#### [YOUR ASSIGNMENT]
According to the passage about the debut of "City of Angels," how many viewers did the series attract in the national Nielsen ratings?

"City of Angels," Steven Bochco's much-promoted new hospital drama, showed a pulse with audiences in its debut Sunday night, raising hopes that one of television's oldest and most persistent color barriers may finally be coming down.

The new CBS series performed capably, though not spectacularly, in the national Nielsen ratings, attracting 13.8 million viewers. That ranked "City" 32nd overall for the week, and third in its first half-hour, behind "Who Wants to Be a Millionaire" (28.6 million) on ABC and "Malcolm in the Middle" (23.4 million) on Fox. It also finished third in its second half-hour (behind "Millionaire" and Fox's "X-Files").

Few TV shows of recent memory have had as much riding on them as "City of Angels." In addition to having Bochco's halo around it, the series became something of a sociocultural milepost because it stars a predominantly African American cast.

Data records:
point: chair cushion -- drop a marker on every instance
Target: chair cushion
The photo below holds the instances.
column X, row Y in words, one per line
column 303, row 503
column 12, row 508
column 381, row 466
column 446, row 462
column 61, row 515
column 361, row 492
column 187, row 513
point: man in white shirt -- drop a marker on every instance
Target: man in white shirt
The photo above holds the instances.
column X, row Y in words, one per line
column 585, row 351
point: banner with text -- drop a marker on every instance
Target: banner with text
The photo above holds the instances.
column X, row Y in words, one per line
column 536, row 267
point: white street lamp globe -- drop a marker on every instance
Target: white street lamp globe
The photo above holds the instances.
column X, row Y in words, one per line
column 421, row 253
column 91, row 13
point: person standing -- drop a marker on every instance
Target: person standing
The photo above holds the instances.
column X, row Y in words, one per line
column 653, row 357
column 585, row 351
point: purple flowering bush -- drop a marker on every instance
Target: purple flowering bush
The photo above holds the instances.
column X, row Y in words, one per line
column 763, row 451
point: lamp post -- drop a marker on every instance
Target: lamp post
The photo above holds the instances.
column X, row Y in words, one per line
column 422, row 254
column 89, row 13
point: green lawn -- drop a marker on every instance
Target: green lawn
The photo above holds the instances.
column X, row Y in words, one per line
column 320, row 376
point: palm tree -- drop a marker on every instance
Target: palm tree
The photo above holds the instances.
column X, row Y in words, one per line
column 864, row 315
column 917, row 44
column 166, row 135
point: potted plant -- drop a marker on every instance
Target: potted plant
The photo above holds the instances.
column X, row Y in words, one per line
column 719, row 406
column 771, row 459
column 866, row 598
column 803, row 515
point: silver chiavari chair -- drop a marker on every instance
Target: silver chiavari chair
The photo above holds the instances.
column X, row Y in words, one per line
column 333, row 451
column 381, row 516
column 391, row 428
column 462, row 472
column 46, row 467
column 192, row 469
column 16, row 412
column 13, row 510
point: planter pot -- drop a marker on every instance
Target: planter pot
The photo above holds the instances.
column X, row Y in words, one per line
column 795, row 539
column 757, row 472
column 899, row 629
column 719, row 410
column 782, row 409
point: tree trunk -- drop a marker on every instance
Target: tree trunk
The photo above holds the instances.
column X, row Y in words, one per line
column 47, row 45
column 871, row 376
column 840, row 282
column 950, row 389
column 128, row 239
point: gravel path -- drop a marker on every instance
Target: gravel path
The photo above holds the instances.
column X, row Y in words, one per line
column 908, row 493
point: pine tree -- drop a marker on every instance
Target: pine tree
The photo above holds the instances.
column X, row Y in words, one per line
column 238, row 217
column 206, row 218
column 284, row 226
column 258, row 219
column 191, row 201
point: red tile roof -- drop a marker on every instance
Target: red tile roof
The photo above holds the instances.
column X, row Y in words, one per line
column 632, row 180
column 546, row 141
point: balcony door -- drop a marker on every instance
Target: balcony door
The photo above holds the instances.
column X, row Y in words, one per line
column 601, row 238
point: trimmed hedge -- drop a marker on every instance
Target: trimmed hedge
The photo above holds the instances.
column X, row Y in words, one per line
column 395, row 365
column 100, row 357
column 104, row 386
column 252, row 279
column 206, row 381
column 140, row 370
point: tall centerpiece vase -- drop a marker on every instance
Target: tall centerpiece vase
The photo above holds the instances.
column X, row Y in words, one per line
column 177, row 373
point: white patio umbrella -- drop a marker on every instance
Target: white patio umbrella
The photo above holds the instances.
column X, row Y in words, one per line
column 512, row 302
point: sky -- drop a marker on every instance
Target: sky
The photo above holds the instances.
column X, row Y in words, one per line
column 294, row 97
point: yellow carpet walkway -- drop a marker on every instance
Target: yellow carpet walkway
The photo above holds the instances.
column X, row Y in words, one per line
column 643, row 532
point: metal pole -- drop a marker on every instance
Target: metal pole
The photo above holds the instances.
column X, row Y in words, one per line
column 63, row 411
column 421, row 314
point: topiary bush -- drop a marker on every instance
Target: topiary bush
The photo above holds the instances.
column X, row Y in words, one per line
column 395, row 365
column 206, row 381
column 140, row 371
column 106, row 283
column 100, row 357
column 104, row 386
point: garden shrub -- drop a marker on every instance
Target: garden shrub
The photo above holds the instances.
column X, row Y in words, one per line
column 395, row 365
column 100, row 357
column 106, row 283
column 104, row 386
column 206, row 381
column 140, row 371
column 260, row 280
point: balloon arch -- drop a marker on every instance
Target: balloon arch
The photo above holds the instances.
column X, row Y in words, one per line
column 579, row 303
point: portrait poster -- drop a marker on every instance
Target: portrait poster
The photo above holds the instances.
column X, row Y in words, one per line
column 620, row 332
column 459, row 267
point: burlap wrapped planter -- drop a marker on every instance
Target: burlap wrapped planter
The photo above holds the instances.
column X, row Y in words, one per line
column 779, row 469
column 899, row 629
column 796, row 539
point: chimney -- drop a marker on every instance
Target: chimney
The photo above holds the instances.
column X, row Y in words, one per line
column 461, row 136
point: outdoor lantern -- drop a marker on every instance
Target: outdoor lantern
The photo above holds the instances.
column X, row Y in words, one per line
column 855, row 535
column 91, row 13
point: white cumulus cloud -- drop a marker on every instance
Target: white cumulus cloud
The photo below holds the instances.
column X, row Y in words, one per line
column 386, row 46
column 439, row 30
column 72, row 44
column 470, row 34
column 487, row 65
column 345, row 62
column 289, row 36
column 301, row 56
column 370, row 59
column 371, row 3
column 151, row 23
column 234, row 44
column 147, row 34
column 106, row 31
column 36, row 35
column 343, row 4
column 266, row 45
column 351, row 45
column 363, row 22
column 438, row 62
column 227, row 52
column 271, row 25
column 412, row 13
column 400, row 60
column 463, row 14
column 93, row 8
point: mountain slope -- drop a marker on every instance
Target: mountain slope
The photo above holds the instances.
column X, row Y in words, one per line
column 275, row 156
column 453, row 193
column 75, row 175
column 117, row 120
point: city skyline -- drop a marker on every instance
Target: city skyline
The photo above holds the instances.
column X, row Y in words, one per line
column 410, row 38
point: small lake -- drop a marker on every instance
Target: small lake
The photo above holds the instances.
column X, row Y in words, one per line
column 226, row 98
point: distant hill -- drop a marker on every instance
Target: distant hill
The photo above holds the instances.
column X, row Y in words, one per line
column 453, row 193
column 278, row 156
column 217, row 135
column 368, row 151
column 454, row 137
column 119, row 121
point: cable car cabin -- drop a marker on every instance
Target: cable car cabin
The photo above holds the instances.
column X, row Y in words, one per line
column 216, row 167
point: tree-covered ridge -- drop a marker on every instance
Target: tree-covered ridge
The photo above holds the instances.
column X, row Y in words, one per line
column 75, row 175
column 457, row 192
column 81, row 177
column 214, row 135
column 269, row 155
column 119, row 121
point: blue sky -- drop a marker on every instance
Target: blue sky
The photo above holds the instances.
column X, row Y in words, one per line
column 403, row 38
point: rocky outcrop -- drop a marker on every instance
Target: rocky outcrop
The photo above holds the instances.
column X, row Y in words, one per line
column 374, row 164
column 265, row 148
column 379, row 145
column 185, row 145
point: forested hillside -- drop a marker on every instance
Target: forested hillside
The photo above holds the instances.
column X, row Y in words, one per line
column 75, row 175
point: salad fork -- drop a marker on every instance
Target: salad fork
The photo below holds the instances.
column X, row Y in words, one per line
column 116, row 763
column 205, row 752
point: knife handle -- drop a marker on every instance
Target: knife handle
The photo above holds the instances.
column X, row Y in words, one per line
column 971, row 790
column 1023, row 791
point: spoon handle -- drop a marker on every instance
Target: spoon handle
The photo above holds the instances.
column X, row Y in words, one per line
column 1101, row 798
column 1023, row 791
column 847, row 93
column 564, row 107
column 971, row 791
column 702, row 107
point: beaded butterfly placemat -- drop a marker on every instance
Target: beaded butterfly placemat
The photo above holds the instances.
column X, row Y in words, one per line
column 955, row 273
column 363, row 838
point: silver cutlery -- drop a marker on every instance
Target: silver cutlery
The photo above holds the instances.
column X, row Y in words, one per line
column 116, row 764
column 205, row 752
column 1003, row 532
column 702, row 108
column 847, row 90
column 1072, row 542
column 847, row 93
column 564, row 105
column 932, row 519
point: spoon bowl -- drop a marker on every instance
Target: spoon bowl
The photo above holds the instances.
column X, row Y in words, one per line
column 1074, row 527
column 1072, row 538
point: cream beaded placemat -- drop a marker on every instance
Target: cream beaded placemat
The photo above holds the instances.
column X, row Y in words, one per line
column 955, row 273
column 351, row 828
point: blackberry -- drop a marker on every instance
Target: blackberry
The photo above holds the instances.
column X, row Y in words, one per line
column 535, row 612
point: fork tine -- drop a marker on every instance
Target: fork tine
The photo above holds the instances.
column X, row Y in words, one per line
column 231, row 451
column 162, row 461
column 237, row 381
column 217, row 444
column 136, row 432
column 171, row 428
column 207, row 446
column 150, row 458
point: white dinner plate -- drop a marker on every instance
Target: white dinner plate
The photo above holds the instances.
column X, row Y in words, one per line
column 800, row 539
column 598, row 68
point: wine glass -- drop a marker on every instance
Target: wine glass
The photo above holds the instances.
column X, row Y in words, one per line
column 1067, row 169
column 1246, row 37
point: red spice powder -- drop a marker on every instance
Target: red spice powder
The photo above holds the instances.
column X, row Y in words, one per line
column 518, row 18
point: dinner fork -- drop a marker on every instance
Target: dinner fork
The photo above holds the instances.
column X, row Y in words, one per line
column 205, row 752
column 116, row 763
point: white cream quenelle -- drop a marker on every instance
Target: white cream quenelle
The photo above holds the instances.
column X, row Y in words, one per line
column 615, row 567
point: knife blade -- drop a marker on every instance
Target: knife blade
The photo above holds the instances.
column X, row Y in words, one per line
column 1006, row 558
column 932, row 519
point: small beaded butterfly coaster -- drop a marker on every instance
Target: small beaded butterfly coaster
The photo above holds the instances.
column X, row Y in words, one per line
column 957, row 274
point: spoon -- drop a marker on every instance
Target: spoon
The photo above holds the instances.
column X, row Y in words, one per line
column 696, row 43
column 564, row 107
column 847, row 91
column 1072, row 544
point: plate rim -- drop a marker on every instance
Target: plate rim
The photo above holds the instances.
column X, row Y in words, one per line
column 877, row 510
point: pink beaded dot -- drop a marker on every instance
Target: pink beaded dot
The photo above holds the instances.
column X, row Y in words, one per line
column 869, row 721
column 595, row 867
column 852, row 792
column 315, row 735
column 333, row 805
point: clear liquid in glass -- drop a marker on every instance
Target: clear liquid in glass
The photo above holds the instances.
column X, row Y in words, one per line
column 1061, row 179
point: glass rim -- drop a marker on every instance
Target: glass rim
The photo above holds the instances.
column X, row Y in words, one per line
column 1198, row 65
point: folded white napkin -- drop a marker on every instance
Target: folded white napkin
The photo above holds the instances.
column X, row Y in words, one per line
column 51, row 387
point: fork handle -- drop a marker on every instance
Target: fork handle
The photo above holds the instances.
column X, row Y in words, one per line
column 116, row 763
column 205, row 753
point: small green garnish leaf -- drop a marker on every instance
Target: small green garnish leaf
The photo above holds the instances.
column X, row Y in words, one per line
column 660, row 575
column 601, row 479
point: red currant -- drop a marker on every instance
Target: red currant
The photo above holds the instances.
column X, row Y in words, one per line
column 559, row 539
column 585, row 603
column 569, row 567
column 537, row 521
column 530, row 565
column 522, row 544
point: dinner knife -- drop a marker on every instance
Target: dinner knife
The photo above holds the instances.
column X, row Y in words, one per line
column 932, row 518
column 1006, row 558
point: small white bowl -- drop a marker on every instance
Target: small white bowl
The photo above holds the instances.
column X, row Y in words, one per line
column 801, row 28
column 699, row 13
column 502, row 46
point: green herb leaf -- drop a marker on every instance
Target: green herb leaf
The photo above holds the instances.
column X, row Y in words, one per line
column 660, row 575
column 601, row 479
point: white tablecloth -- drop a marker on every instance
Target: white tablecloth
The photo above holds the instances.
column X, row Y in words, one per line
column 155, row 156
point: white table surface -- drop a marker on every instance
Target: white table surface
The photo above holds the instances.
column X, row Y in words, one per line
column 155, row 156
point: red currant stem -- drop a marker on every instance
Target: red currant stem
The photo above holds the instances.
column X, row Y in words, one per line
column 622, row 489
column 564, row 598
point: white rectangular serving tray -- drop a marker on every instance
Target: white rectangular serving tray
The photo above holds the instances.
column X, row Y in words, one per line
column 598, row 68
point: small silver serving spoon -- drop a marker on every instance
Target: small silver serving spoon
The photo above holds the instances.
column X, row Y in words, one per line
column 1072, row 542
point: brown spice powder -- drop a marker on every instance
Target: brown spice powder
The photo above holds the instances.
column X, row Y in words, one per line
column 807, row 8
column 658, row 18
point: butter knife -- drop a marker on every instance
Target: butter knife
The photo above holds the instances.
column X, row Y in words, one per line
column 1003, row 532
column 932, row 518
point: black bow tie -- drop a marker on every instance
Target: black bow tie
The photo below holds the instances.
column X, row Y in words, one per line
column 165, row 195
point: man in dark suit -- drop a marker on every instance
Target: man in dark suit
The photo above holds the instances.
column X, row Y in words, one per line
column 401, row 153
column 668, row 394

#### [REPLY]
13.8 million viewers